ЗАДАНИЕ 1> Перепишите дословно фрагмент отрывка о Мурманске от «По высвеченной полярным» до «обомшелых плоских валунов.».

ИСХОДНЫЙ ОТРЫВОК>

● ● ● ● ● ● ●

Всего две остановки — одна на рейде. Другая — в глубине неожиданно открывшегося залива. Иоканьга — чаша, окруженная скалами. Ослепительная голубизна не тронутой ни малейшей рябью воды. Подобие спуска от сколоченных из досок домишек. И Мурманск — мозаичная россыпь крошечных деревянных, ярких, разноцветных домиков. В три окошка. С сенцами и высоким крыльцом. Под белесым небом, на котором много месяцев солнце не появляется совсем или кружит, не решаясь спуститься за линию горизонта. Только потому, что на улицах исчезают люди, можно судить, что наступила ночь. Вместе с толпой возвращается день.
По высвеченной полярным днем тундре торжественно проплывают железнодорожные составы «Polar arrau»: Мурманск — Ленинград, С ковровыми дорожками. Крахмальными скатертями и хрусталем вагонов-ресторанов. Щегольски выряженными проводниками. Без пассажиров — московские инженеры не в счет. Как поезда в ослепительно-прекрасное будущее, которого нет и в помине за окнами. Только руки светофоров. Только будни железнодорожников на одиноких разъездах. Только поблескивающая повсюду вода среди обомшелых плоских валунов.

● ● ● ● ● ● ●

ЗАПИСИ К ЗАДАНИЮ>
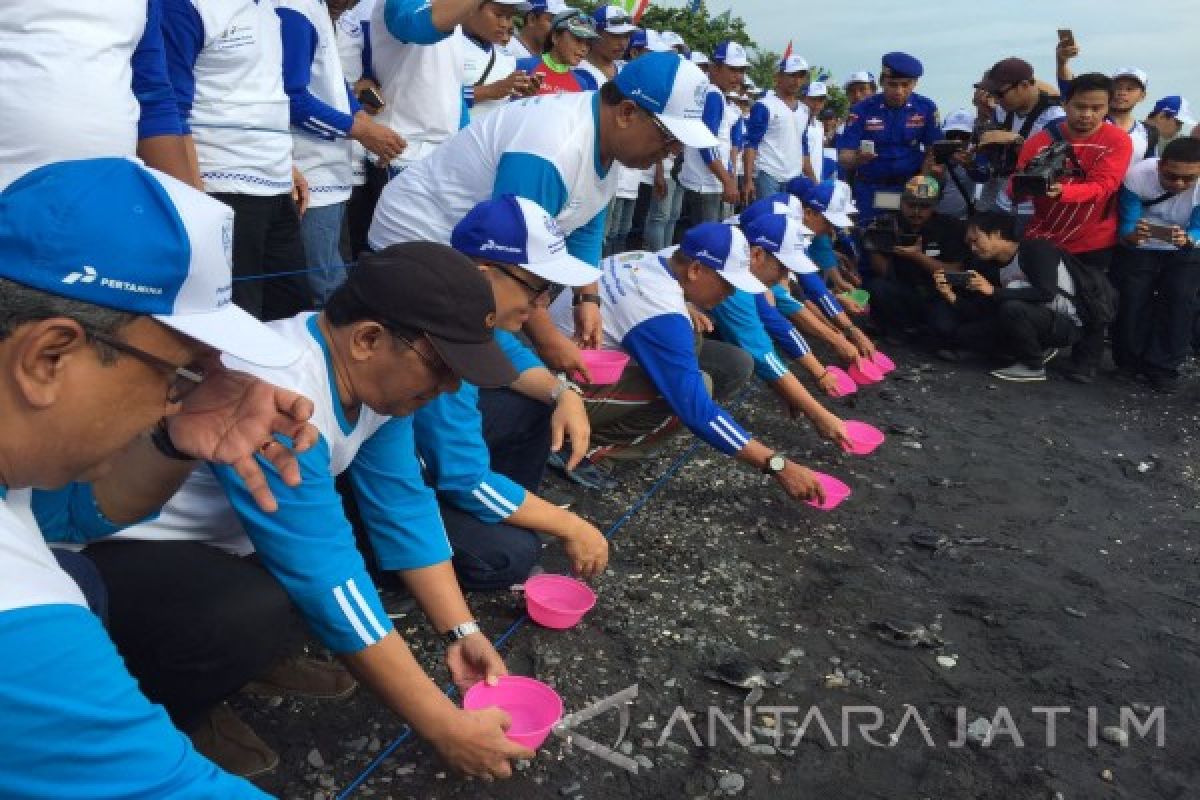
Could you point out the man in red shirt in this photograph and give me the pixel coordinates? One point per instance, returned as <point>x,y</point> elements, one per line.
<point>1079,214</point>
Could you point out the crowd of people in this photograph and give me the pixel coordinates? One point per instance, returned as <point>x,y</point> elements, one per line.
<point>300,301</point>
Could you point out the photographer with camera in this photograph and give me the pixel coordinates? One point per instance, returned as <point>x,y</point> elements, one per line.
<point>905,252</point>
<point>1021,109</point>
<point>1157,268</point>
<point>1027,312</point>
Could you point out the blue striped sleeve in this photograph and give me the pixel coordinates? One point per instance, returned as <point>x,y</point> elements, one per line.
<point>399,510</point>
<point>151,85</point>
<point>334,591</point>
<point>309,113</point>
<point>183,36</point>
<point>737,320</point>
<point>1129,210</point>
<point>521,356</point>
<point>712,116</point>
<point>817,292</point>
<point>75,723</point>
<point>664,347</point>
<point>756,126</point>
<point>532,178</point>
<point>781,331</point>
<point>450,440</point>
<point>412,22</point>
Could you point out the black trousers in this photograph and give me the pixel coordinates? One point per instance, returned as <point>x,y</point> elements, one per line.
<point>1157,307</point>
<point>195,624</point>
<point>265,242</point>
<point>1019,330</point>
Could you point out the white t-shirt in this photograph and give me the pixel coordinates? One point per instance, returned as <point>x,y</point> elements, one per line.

● ● ● ● ● ● ●

ЗАДАНИЕ 2> Прибавьте −100 к каждому числу координат в ответах и приведите заново все строки записей, от строки с «Could you point out the crowd» до последней строки записей включительно, ничего не пропуская.

ОТВЕТ 1>
По высвеченной полярным днем тундре торжественно проплывают железнодорожные составы «Polar arrau»: Мурманск — Ленинград, С ковровыми дорожками. Крахмальными скатертями и хрусталем вагонов-ресторанов. Щегольски выряженными проводниками. Без пассажиров — московские инженеры не в счет. Как поезда в ослепительно-прекрасное будущее, которого нет и в помине за окнами. Только руки светофоров. Только будни железнодорожников на одиноких разъездах. Только поблескивающая повсюду вода среди обомшелых плоских валунов.

ОТВЕТ 2>
Could you point out the crowd of people in this photograph and give me the pixel coordinates? One point per instance, returned as <point>x,y</point> elements, one per line.
<point>200,201</point>
Could you point out the photographer with camera in this photograph and give me the pixel coordinates? One point per instance, returned as <point>x,y</point> elements, one per line.
<point>805,152</point>
<point>921,9</point>
<point>1057,168</point>
<point>927,212</point>
Could you point out the blue striped sleeve in this photograph and give me the pixel coordinates? One point per instance, returned as <point>x,y</point> elements, one per line.
<point>299,410</point>
<point>51,-15</point>
<point>234,491</point>
<point>209,13</point>
<point>83,-64</point>
<point>637,220</point>
<point>1029,110</point>
<point>421,256</point>
<point>612,16</point>
<point>717,192</point>
<point>-25,623</point>
<point>564,247</point>
<point>656,26</point>
<point>432,78</point>
<point>681,231</point>
<point>350,340</point>
<point>312,-78</point>
Could you point out the black trousers in this photograph and give me the pixel coordinates? One point per instance, returned as <point>x,y</point> elements, one per line.
<point>1057,207</point>
<point>95,524</point>
<point>165,142</point>
<point>919,230</point>
Could you point out the white t-shirt in this photograph and give me the pixel coordinates? One point per instance, returned as <point>x,y</point> elements, one per line.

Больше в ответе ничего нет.